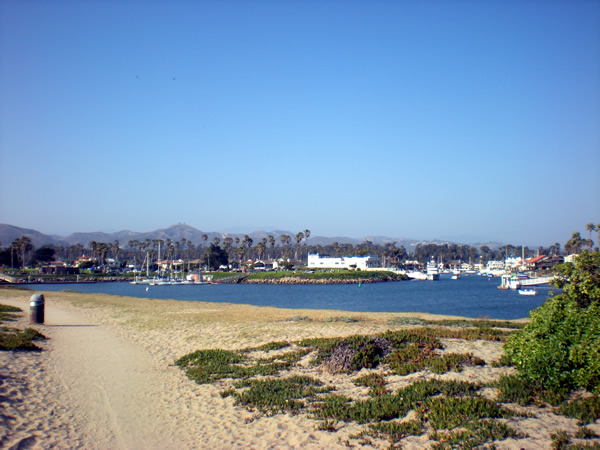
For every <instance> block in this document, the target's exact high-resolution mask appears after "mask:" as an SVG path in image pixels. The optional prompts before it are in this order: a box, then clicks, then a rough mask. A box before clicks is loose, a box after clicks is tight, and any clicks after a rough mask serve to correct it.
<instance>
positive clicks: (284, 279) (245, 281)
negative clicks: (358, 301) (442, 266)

^^^^^^^^

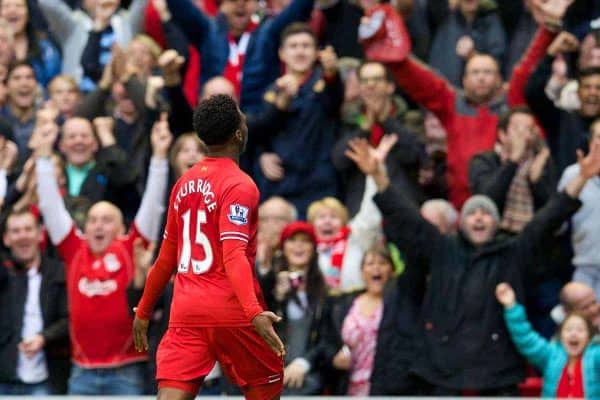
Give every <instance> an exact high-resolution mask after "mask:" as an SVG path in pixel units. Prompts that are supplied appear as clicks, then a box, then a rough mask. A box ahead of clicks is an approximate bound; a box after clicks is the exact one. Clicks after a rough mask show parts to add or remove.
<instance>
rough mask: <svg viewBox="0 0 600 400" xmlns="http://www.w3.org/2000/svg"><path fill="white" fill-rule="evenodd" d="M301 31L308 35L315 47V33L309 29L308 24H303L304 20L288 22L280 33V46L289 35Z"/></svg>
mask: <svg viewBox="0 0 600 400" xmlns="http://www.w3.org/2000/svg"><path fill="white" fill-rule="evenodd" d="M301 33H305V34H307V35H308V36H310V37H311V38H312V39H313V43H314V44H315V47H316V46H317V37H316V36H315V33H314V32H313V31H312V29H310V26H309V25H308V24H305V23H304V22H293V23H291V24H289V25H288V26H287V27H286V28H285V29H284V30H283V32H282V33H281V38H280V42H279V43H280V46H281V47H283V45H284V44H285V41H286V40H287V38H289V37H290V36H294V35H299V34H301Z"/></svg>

^^^^^^^^

Rewrite only the lines from the one that contains "For every <instance>" through the one that contains "negative clicks: (358, 301) (442, 266)", both included. Replace "clicks" with "points" and change nothing else.

For every <instance> block in this document, the target's exact high-resolution mask appears after "mask:" as an SVG path in image pixels. The optional prompts before it are in this order: a box, then points, then a rough mask. A box before points is loose, a box after points is tight, and any points after a rough mask serve to correct it.
<instance>
positive points: (284, 279) (245, 281)
negative points: (358, 301) (442, 266)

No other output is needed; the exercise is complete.